## Written exercise
Reproduce the lines below word for word, but leave the pictures out of your answer.

## Task inputs
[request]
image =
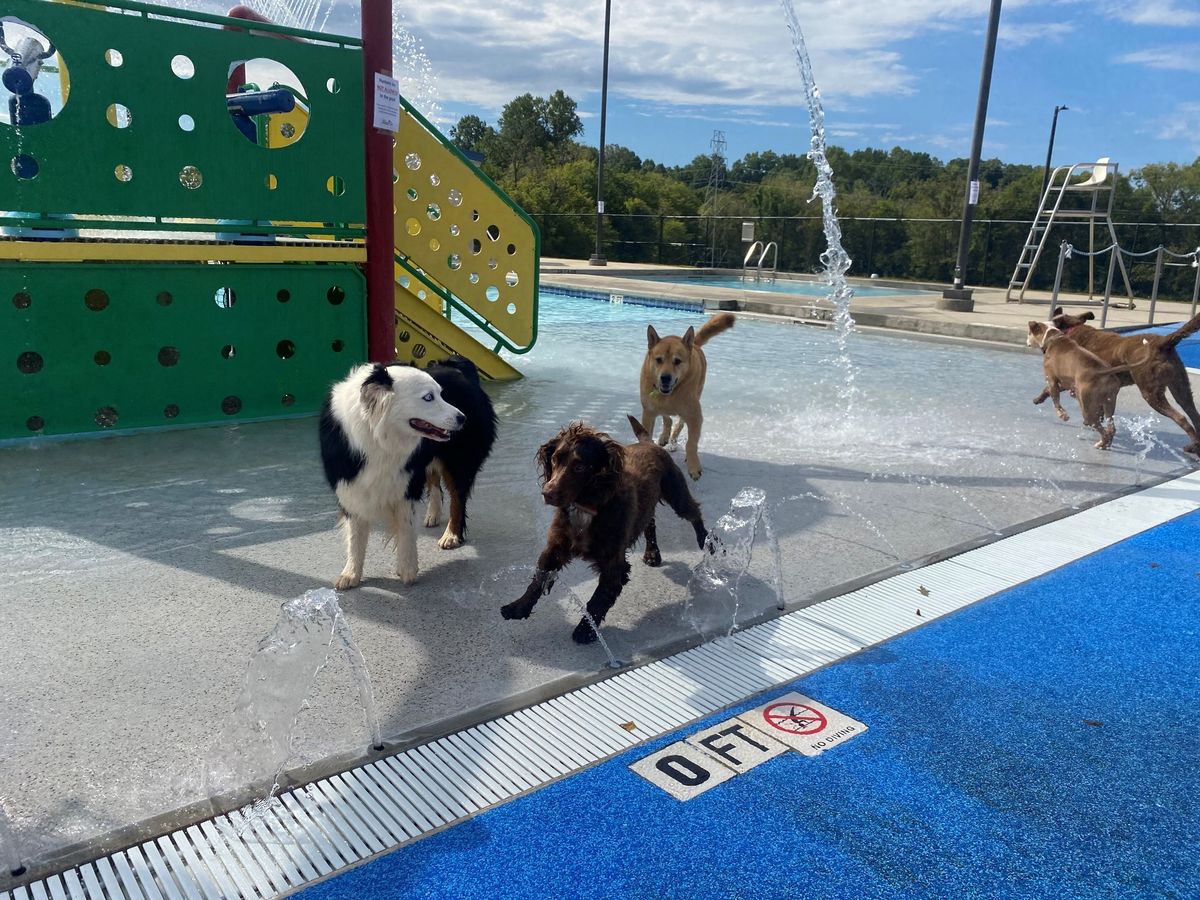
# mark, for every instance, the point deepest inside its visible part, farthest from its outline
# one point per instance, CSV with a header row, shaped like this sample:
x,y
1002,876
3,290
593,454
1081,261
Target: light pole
x,y
1054,124
959,298
598,257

## Task output
[request]
image =
# mark, for every instance, the point deepest inside its visible part, farthest from its outline
# one point per instance, CSV with a header row, shaped like this sample:
x,y
1002,876
3,290
593,454
1081,261
Target: light pole
x,y
1054,124
959,298
598,257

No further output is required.